╭─ RECORDS TO USE

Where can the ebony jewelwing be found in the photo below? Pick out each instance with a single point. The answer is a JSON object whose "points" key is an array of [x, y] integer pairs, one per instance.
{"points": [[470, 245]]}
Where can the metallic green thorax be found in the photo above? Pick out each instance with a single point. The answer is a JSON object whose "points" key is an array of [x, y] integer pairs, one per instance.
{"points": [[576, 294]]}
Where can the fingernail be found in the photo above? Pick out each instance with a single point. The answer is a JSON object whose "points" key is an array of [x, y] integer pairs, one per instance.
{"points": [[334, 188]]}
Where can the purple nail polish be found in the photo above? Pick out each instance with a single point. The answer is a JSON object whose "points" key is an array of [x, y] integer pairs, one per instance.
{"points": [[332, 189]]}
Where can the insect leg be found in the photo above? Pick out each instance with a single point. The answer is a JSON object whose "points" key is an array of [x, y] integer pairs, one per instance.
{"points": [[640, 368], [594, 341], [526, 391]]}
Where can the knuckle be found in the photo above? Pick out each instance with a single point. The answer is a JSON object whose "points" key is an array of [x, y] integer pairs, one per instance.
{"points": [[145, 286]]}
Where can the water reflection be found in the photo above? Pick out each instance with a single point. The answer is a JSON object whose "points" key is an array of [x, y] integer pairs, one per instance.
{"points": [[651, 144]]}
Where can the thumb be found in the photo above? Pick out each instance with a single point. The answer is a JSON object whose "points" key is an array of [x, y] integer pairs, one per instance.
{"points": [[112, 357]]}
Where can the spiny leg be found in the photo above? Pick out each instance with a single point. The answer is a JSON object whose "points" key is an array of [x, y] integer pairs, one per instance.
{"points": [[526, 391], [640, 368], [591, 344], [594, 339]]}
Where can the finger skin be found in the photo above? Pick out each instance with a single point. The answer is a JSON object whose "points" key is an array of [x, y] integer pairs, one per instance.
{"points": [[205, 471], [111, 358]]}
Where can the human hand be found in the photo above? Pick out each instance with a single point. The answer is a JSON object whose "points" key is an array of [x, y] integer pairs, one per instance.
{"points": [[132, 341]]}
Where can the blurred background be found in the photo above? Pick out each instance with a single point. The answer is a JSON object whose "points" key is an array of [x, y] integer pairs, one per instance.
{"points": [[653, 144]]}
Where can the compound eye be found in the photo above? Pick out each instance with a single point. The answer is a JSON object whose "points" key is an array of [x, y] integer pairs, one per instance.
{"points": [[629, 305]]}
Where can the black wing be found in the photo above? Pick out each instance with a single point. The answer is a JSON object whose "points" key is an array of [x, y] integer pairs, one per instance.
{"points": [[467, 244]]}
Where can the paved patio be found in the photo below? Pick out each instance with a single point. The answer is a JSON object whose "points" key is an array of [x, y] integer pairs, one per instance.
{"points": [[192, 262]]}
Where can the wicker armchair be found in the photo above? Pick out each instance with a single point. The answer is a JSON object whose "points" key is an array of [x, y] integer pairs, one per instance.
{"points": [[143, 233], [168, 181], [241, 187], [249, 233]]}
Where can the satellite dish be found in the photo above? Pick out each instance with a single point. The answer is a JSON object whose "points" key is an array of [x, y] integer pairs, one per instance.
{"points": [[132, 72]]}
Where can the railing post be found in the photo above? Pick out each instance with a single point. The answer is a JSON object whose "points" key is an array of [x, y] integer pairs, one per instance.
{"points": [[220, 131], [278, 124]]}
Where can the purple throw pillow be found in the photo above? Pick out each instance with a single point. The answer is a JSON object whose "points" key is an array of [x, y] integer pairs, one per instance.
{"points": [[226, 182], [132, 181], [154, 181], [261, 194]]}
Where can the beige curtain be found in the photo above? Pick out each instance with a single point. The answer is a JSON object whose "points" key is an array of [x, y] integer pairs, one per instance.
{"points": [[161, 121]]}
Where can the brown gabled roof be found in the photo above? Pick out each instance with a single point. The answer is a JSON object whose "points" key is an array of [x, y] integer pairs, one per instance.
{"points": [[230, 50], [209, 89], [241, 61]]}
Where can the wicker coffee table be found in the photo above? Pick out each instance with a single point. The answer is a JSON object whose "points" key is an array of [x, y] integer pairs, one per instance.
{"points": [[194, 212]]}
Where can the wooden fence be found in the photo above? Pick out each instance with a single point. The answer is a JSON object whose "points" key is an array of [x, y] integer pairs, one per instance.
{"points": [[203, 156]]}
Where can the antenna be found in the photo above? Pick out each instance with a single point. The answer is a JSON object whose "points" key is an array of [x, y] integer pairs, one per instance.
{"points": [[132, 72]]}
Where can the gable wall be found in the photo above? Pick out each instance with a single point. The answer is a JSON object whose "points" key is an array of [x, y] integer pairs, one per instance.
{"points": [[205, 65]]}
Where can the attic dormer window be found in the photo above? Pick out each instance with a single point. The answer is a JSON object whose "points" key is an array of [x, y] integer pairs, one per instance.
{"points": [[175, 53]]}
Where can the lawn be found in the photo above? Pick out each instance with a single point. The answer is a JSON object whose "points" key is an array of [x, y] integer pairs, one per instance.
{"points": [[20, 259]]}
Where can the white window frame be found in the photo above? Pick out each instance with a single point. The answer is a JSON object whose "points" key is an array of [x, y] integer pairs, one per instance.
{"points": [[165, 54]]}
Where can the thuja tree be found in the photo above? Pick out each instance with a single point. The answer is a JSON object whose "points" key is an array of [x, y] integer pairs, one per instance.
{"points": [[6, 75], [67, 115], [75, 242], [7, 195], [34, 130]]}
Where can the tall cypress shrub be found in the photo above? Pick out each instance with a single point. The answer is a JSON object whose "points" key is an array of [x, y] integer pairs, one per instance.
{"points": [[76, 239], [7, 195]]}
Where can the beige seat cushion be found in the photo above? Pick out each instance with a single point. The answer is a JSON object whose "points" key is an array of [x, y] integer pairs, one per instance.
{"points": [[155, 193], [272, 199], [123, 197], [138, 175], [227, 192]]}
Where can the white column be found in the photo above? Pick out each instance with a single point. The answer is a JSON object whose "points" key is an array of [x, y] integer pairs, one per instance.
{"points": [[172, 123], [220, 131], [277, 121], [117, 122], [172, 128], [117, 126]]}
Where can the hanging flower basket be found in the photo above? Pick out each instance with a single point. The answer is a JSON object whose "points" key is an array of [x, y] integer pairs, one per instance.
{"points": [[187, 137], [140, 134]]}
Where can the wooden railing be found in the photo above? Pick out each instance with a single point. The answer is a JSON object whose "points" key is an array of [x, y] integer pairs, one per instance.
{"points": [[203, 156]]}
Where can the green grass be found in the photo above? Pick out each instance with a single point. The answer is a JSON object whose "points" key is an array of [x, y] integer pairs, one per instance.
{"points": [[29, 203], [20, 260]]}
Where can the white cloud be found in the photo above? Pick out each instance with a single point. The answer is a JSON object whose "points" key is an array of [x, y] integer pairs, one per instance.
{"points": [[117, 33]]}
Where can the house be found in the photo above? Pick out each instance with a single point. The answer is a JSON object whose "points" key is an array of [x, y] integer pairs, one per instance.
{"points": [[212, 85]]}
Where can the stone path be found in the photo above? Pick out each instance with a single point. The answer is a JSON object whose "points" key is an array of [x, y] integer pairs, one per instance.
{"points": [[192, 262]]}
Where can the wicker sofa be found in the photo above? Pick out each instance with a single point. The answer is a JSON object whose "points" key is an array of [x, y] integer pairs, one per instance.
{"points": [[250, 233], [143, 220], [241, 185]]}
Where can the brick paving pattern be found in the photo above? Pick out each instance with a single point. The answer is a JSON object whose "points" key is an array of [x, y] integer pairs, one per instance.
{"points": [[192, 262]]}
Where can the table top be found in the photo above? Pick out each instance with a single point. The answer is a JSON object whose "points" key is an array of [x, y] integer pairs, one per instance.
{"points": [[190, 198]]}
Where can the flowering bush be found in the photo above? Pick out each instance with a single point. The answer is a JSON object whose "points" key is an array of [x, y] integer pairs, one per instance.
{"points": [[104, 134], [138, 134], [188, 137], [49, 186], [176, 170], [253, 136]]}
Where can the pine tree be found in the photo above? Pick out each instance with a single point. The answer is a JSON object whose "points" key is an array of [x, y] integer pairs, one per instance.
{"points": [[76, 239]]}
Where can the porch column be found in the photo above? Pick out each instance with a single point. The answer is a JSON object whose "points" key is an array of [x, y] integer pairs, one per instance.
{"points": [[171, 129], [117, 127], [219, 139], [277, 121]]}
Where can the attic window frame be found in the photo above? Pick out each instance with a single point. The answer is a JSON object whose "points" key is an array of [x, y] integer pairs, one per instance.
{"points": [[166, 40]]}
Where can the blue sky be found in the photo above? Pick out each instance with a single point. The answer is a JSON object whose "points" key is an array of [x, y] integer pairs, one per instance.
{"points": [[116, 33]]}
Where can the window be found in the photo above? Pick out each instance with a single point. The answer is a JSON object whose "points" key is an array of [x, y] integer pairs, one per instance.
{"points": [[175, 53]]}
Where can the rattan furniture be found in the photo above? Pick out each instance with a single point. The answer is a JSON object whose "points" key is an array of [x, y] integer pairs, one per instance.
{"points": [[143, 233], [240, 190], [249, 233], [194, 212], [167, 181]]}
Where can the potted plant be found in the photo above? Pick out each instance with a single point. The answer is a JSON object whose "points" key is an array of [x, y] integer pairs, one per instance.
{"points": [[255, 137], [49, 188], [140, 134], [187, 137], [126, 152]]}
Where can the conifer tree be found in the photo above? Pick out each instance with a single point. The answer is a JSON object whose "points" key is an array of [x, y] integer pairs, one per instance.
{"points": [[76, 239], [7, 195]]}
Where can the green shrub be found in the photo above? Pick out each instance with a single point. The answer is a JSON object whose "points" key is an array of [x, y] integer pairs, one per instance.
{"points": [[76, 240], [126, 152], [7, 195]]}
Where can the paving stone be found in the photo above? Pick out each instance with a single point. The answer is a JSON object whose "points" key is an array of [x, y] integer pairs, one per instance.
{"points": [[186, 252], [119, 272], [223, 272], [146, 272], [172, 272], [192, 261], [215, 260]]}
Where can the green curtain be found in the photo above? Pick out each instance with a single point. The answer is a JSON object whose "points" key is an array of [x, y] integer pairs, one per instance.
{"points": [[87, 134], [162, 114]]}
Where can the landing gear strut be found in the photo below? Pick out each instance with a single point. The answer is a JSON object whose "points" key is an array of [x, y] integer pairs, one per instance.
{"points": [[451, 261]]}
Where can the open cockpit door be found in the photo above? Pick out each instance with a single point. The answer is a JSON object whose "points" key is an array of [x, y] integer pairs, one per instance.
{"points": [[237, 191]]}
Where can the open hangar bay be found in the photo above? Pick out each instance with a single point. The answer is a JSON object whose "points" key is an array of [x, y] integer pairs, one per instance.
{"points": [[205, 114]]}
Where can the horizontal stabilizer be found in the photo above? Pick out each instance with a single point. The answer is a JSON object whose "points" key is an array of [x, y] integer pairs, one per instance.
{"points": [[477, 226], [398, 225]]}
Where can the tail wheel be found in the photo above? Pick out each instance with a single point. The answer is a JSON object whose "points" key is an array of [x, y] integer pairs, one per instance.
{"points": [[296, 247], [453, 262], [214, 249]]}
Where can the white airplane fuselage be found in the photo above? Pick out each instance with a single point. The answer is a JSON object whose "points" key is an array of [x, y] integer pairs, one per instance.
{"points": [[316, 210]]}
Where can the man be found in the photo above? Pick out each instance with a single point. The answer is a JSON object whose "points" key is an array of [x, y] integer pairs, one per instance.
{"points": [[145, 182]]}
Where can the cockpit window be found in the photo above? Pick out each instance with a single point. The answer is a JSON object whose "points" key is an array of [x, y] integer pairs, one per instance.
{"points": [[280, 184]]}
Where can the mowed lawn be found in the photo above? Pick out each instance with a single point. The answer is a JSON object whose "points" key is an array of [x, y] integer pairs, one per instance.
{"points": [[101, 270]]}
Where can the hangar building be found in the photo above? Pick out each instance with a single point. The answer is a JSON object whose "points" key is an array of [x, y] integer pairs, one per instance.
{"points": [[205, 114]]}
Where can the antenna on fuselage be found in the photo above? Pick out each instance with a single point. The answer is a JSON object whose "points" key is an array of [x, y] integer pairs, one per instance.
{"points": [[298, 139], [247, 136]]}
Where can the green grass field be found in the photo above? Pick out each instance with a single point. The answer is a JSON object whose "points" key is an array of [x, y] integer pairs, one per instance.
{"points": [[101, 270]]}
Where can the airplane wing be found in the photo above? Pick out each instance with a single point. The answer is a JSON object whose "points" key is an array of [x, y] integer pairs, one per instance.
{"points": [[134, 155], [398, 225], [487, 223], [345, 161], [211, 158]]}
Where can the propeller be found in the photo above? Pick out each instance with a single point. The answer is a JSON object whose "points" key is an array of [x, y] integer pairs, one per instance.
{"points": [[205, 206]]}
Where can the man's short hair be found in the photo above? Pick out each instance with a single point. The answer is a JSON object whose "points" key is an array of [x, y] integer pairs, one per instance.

╰─

After locating the line that holds "Where can the antenna on", print it and each line after it through the end of the data, exactly as it stands.

Where can the antenna on fuselage be found in the photo above? Pick out each instance with a single point. The answer is a JSON object whose "points" key is an array of [x, y] integer pairs, one per instance.
{"points": [[298, 139], [247, 136]]}
Where can the green grass field be found in the photo above? Pick out each instance with a single point. The answer is a JSON object whose "points" key is an array of [x, y] integer pairs, one per instance.
{"points": [[101, 270]]}
Where can the airplane wing be found in the photo above? Pick out each instance with a single point. The answer is a JSON object whose "points" key is an array of [x, y] integer pairs, one per instance.
{"points": [[134, 155], [398, 225], [487, 223], [345, 161], [211, 158]]}
Where can the propeller be found in the photo above? Pick out each instance with a single point. The answer is a JSON object whose "points" key is an array of [x, y] integer pairs, one per instance.
{"points": [[205, 206]]}
Where can the man's short hair be found in the photo above? Pick out each instance with a single point. The answer is a JSON object whose "points" key is an array of [x, y] integer pairs, one per instance.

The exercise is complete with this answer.